▶ [Directions]
(a) In the financial statements excerpt, which section of the Companies Act 2006 allowed the Company not to present its own Statement of Comprehensive Income?
(b) From the financial statements excerpt, copy the passage from "2.Accounting policies" to "these financial statements." word for word.
(c) Write what comes next in the financial statements excerpt, following on from its last sentence.

▶ [Document passage]
◇ ◇ ◇ ◇

The principal activities of the group are to operate as a broker across various sectors: - As an arranger of loan finance for individuals, through Believe Loans/Specialist Finance; - As a referrer for loan finance, through its trading style Simply Money; - As an referrer for life insurance policies, through its trading style Believe Protect.
2.Accounting policies
The financial statements have been prepared under the historical cost convention unless otherwise specified within these accounting policies and in accordance with Financial Reporting Standard 102, the Financial Reporting Standard applicable in the UK and the Republic of Ireland and the Companies Act 2006.
The preparation of financial statements in compliance with FRS 102 requires the use of certain critical accounting estimates. It also requires Group management to exercise judgement in applying the Group's accounting policies (see note 3).
The Company has taken advantage of the exemption allowed under section 408 of the Companies Act 2006 and has not presented its own Statement of Comprehensive Income in these financial statements.
The company has also taken advantage of the exemption available under FRS 102 and has not presented its own Cash flow statement in these financial statements, as these figures are presented within the Consolidated statement of cash flows.

◇ ◇ ◇ ◇

(Photo-based point labeling data)
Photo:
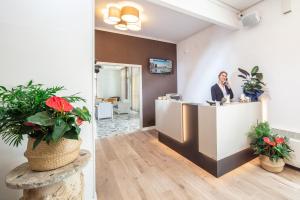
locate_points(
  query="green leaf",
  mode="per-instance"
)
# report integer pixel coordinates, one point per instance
(242, 76)
(82, 113)
(3, 88)
(254, 70)
(60, 128)
(41, 118)
(259, 76)
(244, 72)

◇ ◇ ◇ ◇

▶ [Answers for the exercise]
(a) Section 408

(b)
2.Accounting policies
The financial statements have been prepared under the historical cost convention unless otherwise specified within these accounting policies and in accordance with Financial Reporting Standard 102, the Financial Reporting Standard applicable in the UK and the Republic of Ireland and the Companies Act 2006.
The preparation of financial statements in compliance with FRS 102 requires the use of certain critical accounting estimates. It also requires Group management to exercise judgement in applying the Group's accounting policies (see note 3).
The Company has taken advantage of the exemption allowed under section 408 of the Companies Act 2006 and has not presented its own Statement of Comprehensive Income in these financial statements.

(c)
The following principal accounting policies have been applied:
The consolidated financial statements present the results of the Company and its own subsidiaries ("the Group") as if they form a single entity. Intercompany transactions and balances between group companies are therefore eliminated in full.
The consolidated financial statements incorporate the results of business combinations using the purchase method. In the Balance Sheet, the acquiree's identifiable assets, liabilities and contingent liabilities are initially recognised at their fair values at the acquisition date. The results of acquired operations are included in the Consolidated Statement of Comprehensive Income from the date on which control is obtained. They are deconsolidated from the date control ceases. In accordance with the transitional exemption available in FRS 102, the Group has chosen not to retrospectively apply the standard to business combinations that occurred before the date of transition to FRS 102, being 06 April 2017.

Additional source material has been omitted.